— What you will do —
Pull every line that includes the word "face" out of the data below and copy it.

— Excerpted records —
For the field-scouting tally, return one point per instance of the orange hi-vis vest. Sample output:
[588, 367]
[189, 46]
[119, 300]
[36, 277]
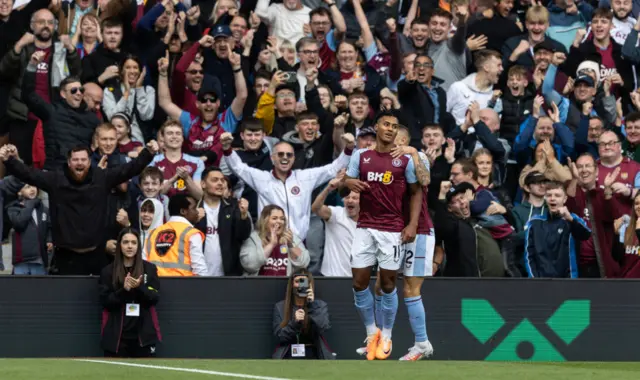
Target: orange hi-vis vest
[169, 249]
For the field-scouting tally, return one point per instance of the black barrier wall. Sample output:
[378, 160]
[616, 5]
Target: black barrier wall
[467, 319]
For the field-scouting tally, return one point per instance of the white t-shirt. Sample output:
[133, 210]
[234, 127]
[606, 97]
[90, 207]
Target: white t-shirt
[339, 231]
[212, 252]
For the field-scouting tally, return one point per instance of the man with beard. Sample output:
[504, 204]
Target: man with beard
[607, 52]
[470, 249]
[256, 153]
[77, 194]
[285, 20]
[340, 226]
[423, 99]
[50, 71]
[448, 53]
[475, 87]
[611, 158]
[324, 34]
[188, 77]
[202, 131]
[218, 64]
[101, 66]
[291, 189]
[14, 23]
[226, 224]
[65, 122]
[539, 128]
[599, 209]
[631, 144]
[519, 50]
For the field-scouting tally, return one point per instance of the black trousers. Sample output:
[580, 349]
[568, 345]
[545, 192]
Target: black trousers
[130, 348]
[70, 263]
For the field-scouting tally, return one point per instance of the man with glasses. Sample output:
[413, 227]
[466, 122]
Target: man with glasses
[188, 77]
[66, 122]
[291, 189]
[202, 131]
[49, 73]
[596, 206]
[321, 31]
[611, 158]
[423, 99]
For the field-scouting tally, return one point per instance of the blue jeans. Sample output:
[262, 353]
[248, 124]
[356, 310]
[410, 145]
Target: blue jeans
[29, 269]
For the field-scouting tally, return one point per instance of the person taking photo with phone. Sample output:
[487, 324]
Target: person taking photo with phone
[300, 321]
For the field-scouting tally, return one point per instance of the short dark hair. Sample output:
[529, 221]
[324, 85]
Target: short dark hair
[632, 117]
[68, 80]
[468, 166]
[433, 126]
[251, 124]
[602, 13]
[79, 148]
[111, 22]
[208, 170]
[153, 172]
[439, 12]
[305, 41]
[552, 185]
[178, 203]
[306, 115]
[320, 11]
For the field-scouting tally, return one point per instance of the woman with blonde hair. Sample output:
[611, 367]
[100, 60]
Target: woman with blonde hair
[300, 320]
[272, 249]
[87, 36]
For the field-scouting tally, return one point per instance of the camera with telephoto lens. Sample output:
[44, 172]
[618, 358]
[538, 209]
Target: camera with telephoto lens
[303, 287]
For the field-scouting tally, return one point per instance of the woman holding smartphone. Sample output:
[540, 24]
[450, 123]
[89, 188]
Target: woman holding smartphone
[300, 320]
[129, 292]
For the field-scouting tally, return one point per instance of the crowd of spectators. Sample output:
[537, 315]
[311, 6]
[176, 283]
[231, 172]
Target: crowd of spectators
[219, 132]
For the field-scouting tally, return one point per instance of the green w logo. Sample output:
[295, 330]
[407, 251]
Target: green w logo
[567, 322]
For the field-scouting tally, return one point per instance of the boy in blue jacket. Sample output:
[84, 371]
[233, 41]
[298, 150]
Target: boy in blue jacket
[551, 240]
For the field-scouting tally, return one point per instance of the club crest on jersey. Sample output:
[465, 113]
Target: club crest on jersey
[386, 177]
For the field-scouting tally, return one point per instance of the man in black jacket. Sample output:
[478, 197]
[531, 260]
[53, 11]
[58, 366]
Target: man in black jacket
[226, 225]
[101, 66]
[470, 249]
[66, 122]
[423, 100]
[77, 196]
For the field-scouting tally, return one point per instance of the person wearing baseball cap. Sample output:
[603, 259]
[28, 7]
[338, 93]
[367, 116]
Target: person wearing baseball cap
[470, 252]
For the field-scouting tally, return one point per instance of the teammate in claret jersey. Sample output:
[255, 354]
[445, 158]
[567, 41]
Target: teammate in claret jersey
[382, 182]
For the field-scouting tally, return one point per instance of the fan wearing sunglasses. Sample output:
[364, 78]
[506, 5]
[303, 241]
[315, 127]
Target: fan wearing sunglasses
[292, 190]
[67, 122]
[202, 131]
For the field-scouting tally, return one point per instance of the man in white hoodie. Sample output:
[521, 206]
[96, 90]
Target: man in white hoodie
[476, 87]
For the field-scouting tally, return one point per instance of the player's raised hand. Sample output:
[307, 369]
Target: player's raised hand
[356, 185]
[349, 141]
[400, 151]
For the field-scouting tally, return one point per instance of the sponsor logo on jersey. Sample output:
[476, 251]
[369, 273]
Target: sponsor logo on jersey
[386, 177]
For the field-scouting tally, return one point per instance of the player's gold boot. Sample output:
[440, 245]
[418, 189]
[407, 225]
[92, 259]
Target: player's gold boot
[372, 345]
[384, 348]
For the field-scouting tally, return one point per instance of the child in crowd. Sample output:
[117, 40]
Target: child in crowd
[517, 102]
[32, 238]
[151, 217]
[147, 186]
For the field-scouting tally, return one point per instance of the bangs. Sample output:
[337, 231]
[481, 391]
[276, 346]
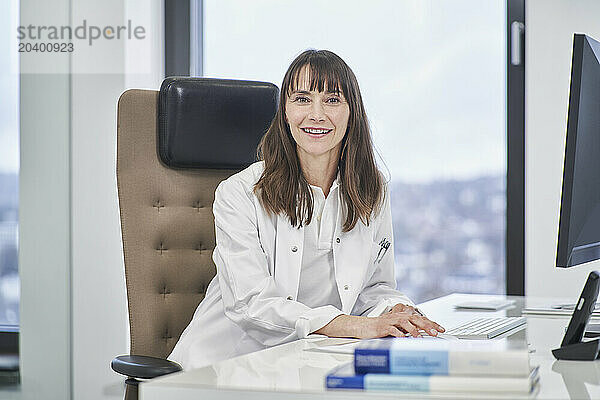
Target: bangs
[321, 75]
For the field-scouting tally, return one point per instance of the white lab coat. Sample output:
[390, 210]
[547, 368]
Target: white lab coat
[250, 304]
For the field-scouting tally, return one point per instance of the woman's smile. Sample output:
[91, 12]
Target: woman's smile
[316, 132]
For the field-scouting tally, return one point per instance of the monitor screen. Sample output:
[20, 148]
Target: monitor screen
[579, 227]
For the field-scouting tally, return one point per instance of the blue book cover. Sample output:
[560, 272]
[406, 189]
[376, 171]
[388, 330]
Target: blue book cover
[345, 377]
[432, 356]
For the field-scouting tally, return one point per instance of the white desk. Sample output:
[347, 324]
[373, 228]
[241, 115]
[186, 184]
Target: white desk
[290, 371]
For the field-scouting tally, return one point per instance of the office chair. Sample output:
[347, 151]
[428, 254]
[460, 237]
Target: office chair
[174, 146]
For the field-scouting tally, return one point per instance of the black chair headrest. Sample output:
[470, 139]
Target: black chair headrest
[213, 123]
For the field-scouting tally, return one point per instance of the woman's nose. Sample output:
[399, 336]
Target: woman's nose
[316, 112]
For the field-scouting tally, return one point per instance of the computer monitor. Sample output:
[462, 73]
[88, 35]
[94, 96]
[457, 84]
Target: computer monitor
[579, 227]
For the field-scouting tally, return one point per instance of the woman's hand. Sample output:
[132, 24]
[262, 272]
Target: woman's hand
[393, 323]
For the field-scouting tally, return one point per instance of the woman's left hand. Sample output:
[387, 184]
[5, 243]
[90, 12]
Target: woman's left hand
[427, 325]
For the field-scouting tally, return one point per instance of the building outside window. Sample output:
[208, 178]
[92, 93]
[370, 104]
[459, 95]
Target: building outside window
[432, 75]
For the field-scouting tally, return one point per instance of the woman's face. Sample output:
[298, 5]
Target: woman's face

— Solved exercise —
For the field-scouting tally, return one point per instance of the woman's face. Sample output:
Target: woman's face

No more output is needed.